_Things to do_:
1: Retype the passage of the branch prediction answer from "No, there is" to "Prediction actually used?".
2: According to the branch prediction answer, what does __builtin_expect influence directly?

_Article_:

No, there is not. (At least on modern x86 processors.)

__builtin_expect mentioned in other answers influences the way gcc arranges the assembly code. It does not directly influence the CPU's branch predictor. Of course, there will be indirect effects on branch prediction caused by reordering the code. But on modern x86 processors there is no instruction that tells the CPU "assume this branch is/isn't taken".

See this question for more detail: Intel x86 0x2E/0x3E Prefix Branch Prediction actually used?

To be clear, __builtin_expect and/or the use of -fprofile-arcs can improve the performance of your code, both by giving hints to the branch predictor through code layout (see Performance optimisations of x86-64 assembly - Alignment and branch prediction), and also improving cache behaviour by keeping "unlikely" code away from "likely" code.

(Coordinate labeling data)
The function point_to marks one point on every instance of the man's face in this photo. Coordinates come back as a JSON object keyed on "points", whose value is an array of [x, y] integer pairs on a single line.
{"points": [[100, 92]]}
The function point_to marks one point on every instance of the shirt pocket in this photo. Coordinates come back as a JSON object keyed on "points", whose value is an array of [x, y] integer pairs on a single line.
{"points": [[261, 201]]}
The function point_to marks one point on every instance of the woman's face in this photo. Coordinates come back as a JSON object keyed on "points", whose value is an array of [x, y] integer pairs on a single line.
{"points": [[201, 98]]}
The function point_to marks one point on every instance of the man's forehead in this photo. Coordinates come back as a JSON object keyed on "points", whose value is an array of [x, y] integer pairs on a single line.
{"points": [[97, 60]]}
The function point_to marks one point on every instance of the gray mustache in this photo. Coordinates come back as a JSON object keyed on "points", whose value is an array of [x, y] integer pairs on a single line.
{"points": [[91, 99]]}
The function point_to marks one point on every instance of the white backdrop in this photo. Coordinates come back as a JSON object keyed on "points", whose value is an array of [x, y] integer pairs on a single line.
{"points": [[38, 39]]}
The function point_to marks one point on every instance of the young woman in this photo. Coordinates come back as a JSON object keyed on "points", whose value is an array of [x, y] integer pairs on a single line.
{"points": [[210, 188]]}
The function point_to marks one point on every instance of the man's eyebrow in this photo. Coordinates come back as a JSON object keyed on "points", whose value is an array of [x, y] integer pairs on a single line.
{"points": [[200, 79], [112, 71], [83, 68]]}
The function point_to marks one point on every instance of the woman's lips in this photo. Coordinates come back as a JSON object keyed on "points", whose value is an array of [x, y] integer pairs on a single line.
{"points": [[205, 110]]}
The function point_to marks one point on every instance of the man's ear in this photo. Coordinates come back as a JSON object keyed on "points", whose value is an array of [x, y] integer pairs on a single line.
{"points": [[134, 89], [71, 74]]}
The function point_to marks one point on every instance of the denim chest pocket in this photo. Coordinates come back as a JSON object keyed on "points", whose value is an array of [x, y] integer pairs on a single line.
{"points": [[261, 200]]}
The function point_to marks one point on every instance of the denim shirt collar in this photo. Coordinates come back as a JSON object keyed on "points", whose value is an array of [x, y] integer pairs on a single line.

_Worked answers_:
1:
No, there is not. (At least on modern x86 processors.)

__builtin_expect mentioned in other answers influences the way gcc arranges the assembly code. It does not directly influence the CPU's branch predictor. Of course, there will be indirect effects on branch prediction caused by reordering the code. But on modern x86 processors there is no instruction that tells the CPU "assume this branch is/isn't taken".

See this question for more detail: Intel x86 0x2E/0x3E Prefix Branch Prediction actually used?

2: It influences the way gcc arranges the assembly code.